Incendie de Notre-Dame: "On avait l'impression d'être des criminels", témoignent les ouvriers du chantier

La cathédrale Notre-Dame de Paris après l'incendie, le 31 mai 2019. - BERTRAND GUAY / AFP
Ils font partie des derniers à avoir pénétré dans la cathédrale Notre-Dame avant l'incendie. Trois ouvriers en charge des travaux de rénovation de l'édifice religieux ont raconté à Europe 1 comment ils ont vécu ce 15 avril, lorsque l'un des monuments les plus importants du patrimoine français a été ravagé par les flammes. Mais aussi le lendemain, quand ils ont été présentés comme les suspects numéro un.
"Une mauvaise blague"

CONSIGNES -
1. Relevez toutes les expressions par lesquelles l'article sur l'incendie de Notre-Dame désigne la cathédrale.
2. Prolongez l'article sur l'incendie de Notre-Dame en rédigeant la suite de la partie intitulée « Une mauvaise blague ».

DONNÉES -
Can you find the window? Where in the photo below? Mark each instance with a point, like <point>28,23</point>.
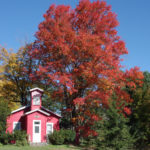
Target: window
<point>49,128</point>
<point>36,100</point>
<point>16,126</point>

RÉPONSES RÉDIGÉES -
1.
- Notre-Dame
- la cathédrale Notre-Dame de Paris
- la cathédrale Notre-Dame
- l'édifice religieux
- l'un des monuments les plus importants du patrimoine français

2.
Le chef du chantier, le conducteur de travaux principal et le directeur d’Europe Echafaudage assurent qu'ils n'oublieront "jamais" le jour de l'incendie, où le second, Franck Pagnussat a même cru a "une mauvaise blague". Ce dernier ajoute que lorsque la flèche est tombée, il s'est "effondré complètement." Il ne s'est cependant pas apitoyé longtemps, et a rapidement apporté son aide aux pompiers pour rentrer à l'intérieur du monument:
"J'ai escaladé la grille de Notre-Dame pour pouvoir ouvrir la porte aux pompiers. On a pris le chariot élévateur on a défoncé les grilles pour que les pompiers puissent pénétrer avec leur camion et sortir les œuvres d'art," explique-t-il à Europe 1.
Mais cet acte de courage a très vite été éclipsé dans l'imaginaire collectif. Le soir-même, l'équipe du chantier est convoquée par les enquêteurs de la police judiciaire. "À cet instant, je pense qu'on me considère comme coupable", confie le conducteur de travaux. Et d'ajouter:
"Quand je vois le premier titre des journaux ‘les ouvriers pour le moment libérés’, on avait l'impression d'être des criminels."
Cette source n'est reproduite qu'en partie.